======== Exercise data ========
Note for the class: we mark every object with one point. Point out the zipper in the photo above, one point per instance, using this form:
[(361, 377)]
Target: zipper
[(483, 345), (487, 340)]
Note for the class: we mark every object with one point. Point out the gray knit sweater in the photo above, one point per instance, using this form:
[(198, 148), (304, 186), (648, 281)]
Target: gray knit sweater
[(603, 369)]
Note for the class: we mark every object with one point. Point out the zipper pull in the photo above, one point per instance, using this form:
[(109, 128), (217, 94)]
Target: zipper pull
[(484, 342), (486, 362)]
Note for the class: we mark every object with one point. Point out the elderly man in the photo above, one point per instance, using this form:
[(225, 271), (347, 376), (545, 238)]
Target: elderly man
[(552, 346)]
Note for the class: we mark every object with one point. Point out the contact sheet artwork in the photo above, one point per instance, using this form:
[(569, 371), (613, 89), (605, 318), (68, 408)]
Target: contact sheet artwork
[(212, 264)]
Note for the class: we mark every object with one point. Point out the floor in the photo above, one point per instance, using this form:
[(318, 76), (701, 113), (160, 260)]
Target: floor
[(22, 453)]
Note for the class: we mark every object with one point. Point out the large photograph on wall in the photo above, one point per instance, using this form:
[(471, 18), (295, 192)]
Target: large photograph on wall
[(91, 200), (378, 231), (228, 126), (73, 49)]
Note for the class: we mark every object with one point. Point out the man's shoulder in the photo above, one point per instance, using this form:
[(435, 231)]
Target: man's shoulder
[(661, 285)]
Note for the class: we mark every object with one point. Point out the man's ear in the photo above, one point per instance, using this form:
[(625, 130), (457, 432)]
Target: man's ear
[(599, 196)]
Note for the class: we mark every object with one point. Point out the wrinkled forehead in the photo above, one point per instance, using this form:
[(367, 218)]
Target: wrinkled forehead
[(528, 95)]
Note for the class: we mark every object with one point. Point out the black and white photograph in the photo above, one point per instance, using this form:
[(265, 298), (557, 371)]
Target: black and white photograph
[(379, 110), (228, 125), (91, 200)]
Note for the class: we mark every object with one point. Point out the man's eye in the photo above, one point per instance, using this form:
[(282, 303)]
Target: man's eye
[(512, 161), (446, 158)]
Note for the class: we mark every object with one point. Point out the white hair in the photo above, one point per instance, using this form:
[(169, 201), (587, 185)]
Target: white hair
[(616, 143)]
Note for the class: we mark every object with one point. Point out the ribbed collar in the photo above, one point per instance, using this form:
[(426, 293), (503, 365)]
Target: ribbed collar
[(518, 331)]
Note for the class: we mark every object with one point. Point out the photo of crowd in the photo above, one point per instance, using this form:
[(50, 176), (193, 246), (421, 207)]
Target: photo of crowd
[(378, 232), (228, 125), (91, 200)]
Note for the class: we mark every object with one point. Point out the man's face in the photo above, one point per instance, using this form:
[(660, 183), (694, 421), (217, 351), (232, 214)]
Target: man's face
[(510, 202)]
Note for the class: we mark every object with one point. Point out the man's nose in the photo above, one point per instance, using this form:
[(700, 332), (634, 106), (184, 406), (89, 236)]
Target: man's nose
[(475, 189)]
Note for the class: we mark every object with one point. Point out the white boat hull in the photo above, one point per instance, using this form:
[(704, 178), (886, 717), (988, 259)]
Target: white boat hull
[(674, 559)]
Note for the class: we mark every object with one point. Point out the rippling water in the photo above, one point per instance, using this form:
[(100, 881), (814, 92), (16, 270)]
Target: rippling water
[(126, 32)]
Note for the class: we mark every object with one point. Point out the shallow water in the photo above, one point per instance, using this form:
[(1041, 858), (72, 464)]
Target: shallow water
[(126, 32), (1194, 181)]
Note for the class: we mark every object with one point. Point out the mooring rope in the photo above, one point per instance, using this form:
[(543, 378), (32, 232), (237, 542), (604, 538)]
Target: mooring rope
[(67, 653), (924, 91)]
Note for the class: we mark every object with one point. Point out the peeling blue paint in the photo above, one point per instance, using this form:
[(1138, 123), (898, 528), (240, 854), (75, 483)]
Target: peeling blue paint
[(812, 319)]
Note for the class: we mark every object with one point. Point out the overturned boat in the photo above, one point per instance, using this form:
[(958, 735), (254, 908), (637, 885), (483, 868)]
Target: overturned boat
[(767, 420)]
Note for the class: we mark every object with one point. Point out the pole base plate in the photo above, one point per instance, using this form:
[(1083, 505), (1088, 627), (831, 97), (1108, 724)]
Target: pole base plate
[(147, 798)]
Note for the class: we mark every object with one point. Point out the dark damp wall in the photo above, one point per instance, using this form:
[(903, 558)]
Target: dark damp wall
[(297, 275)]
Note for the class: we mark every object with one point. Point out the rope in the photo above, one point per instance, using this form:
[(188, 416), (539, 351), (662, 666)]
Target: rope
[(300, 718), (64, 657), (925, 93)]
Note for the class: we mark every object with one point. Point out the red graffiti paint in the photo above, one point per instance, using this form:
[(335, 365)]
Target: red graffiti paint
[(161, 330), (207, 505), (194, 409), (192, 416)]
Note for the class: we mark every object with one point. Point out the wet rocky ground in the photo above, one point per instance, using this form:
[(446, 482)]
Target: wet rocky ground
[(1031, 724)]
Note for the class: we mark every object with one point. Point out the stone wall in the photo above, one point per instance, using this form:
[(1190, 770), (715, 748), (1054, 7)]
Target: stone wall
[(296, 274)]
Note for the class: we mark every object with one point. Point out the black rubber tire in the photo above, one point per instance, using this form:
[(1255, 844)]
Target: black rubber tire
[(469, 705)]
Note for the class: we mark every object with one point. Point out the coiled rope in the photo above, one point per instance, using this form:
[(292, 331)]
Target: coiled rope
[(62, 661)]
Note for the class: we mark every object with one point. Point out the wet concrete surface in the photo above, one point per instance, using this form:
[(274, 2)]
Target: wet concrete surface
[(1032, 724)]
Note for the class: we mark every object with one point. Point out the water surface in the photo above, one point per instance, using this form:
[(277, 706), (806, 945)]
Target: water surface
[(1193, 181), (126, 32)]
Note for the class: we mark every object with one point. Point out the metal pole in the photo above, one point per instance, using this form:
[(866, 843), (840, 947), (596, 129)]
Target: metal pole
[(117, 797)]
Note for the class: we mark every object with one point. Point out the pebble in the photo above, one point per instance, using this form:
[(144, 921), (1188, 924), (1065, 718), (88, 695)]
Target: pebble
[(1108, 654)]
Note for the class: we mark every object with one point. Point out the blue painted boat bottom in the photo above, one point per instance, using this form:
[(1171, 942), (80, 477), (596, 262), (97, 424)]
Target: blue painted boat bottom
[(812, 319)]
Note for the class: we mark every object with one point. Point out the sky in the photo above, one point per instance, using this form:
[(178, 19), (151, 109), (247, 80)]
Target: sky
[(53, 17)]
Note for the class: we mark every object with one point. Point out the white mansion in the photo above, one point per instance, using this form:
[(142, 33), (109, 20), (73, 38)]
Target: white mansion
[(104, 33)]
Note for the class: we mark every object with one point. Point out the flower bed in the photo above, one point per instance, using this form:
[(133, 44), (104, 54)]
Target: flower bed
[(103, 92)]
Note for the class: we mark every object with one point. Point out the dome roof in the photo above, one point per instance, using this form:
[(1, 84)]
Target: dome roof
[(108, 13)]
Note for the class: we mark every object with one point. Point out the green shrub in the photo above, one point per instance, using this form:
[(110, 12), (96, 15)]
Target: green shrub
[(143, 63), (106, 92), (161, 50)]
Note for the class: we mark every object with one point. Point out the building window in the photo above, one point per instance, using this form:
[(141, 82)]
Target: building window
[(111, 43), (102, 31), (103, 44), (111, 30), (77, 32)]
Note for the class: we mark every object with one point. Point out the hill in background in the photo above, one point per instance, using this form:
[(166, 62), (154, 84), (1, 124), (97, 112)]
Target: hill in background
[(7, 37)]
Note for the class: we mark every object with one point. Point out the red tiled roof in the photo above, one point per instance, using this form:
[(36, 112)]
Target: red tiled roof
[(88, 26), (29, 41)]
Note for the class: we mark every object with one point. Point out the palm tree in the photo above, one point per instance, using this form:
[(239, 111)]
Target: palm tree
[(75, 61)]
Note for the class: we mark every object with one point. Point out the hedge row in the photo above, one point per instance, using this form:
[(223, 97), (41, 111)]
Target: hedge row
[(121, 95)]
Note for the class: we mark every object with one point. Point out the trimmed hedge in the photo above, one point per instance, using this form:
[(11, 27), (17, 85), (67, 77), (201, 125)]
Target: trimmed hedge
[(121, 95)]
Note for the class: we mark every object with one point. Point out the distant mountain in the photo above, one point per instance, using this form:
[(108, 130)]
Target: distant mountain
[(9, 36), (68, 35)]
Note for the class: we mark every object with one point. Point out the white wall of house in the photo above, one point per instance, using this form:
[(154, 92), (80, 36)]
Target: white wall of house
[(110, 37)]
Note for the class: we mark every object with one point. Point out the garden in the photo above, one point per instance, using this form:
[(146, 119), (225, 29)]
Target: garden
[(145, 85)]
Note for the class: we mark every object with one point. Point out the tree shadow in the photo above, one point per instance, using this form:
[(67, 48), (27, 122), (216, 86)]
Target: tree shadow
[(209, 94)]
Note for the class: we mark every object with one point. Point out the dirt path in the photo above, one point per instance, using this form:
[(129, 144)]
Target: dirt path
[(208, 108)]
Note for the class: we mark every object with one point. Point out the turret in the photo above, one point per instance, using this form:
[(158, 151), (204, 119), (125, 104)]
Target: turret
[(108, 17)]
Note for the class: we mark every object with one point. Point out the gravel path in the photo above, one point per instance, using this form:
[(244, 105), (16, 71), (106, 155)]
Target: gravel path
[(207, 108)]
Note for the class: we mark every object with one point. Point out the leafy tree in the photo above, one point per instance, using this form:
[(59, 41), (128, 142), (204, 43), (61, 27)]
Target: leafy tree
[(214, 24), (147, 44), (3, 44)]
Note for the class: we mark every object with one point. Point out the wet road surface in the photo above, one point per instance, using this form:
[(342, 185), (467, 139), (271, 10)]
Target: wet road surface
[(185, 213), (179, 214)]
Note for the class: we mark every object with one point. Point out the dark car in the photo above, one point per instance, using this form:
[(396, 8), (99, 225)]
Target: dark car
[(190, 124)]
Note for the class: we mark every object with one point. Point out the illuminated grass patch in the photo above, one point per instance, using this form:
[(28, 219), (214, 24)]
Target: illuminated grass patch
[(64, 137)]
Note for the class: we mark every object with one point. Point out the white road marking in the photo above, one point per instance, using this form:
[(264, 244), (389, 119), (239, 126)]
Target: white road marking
========
_About this task_:
In the data above, find the line that contains "[(110, 12), (96, 15)]" and the line that contains "[(141, 82)]". Repeat exactly those lines and every line between them, and only those.

_Finished task_:
[(110, 12), (96, 15)]
Target: green shrub
[(143, 63), (106, 92), (161, 50)]
Note for the class: we mark every object with one point. Point out the building window in the photo above, one point per instance, using this form:
[(141, 82)]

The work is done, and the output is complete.